First and foremost, a big thank you for being a valued member of the Let's Talk Text community! Each week, I aim to break down the vast world of NLP into digestible, enlightening, and actionable insights for you. As I continue to evolve this newsletter and bring the best content to you, understanding your experience is crucial. I’ve crafted a feedback form. It's short, it's sweet, and it's the perfect way for you to shape the future editions of Let's Talk Text. Your voice matters to me, and every response will play a part in enhancing your reading experience.
CLICK HERE TO ACCESS FEEDBACK FORM (takes less than 15 seconds)
Gorilla
Gorilla, the latest open-source model from researchers at Berkeley and Microsoft, blows the API calling capabilities of previous LLMs out of the water. Given a natural language query, Gorilla can write a semantically- and syntactically- correct API to invoke. With Gorilla, you can talk to an LLM that is able to access 1,600+ (and growing) API calls accurately with less hallucination than GPT-4. Check out the paper here.
If you haven’t read about Toolformer, a previous API calling model we’ve covered on Let’s Talk Text, I suggest you look at that first so you can appreciate how large of a jump in capability Gorilla provides.
You can also interact with Gorilla in a Google Colab notebook with just a few lines of code here. One of my favorite examples is when Gorilla is asked to upscale an image and Gorilla (correctly) writes all the code to load and run a model from HuggingFace:
As a summary of the LLMs and why Gorilla is important:
Generative models are starting to get really good at general purpose work. Check out the last issue on LLaMA 2 and how well it performs on NLP benchmarks.

▶ _DATASET EXCERPT_:
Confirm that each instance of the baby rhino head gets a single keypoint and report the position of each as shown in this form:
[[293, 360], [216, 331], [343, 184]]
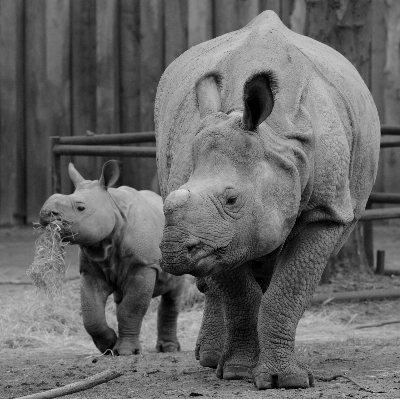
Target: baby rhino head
[[87, 215]]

▶ _WORK REQUEST_: Continue the newsletter passage about the Gorilla API-calling model from the point where it stops. The listing plays no part in what comes next.

▶ _RESULT_:
Tool usage is something that LLMs still struggle with:
They often hallucinate the wrong API call
They are unable to consistently generate accurate input arguments
Allowing LLMs to invoke a vast space of changing cloud APIs could transform LLMs into the primary interface to the internet. Tasks ranging from booking an entire vacation to hosting a conference, could become as simple as talking to an LLM that has access to the flight, car rental, hotel, catering, and entertainment web APIs.
The main benefits of having API calling LLMs include:
Access vastly larger and changing knowledge bases
Access search technologies to augment knowledge
Achieve complex computational tasks
The authors of the paper constructed a benchmark for the task called APIBench which scrapes API documentation from TorchHub, TensorHub, and HuggingFace. Gorilla, the finetuned LLaMA-7b model significantly outperforms GPT-4 in terms of accuracy and reducing hallucination errors across the dataset.